Coordinate labeling data =>
◆ ◆ ◆ ◆ ◆
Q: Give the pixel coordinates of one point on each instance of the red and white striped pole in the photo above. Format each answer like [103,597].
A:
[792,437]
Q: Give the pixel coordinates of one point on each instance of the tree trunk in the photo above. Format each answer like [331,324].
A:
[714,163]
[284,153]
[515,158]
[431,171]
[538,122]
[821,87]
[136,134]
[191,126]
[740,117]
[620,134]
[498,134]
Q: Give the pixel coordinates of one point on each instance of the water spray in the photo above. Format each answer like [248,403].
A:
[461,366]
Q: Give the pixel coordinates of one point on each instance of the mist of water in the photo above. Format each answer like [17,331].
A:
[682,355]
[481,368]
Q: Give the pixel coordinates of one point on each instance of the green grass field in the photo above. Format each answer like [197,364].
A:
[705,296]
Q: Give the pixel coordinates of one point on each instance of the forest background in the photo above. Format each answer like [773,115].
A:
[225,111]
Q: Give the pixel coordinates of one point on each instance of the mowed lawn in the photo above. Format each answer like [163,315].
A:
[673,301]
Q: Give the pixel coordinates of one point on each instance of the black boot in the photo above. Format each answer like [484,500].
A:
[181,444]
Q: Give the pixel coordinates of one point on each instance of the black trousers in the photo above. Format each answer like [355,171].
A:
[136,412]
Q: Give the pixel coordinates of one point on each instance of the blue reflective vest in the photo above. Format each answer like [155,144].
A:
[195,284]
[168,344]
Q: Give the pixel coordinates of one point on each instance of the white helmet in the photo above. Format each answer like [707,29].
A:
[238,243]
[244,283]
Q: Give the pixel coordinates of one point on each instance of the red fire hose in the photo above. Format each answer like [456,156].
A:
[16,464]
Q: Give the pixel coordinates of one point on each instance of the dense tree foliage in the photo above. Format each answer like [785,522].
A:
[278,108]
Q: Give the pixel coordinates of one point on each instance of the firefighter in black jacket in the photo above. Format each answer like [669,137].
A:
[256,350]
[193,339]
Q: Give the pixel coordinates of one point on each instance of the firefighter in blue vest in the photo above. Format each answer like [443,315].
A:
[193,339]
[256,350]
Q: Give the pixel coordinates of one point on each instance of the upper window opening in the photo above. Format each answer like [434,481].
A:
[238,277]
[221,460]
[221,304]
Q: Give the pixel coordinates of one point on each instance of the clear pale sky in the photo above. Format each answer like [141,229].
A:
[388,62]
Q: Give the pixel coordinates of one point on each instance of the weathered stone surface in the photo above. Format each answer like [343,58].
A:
◆ ◆ ◆ ◆ ◆
Your instructions => Repeat the lines from the one containing "answer like [443,315]." through the end of the listing, exactly and without any other lines; both ends are included.

Written answer =>
Q: Give the pixel coordinates of one point on each instance of the firefighter in blue vest in the photo above. Format each answer like [443,315].
A:
[193,339]
[256,350]
Q: Give the pixel coordinates of one point on each instance of the upper window opening in the photo above. Format each answer like [434,481].
A:
[238,277]
[221,460]
[221,304]
Q: Give the pixel coordinates of one point on each instance of the clear pale sky in the photo above. Format each answer like [141,229].
A:
[388,62]
Q: Give the pixel coordinates of one point on each instance of the weathered stone surface in the photo above. Format each answer like [343,58].
A:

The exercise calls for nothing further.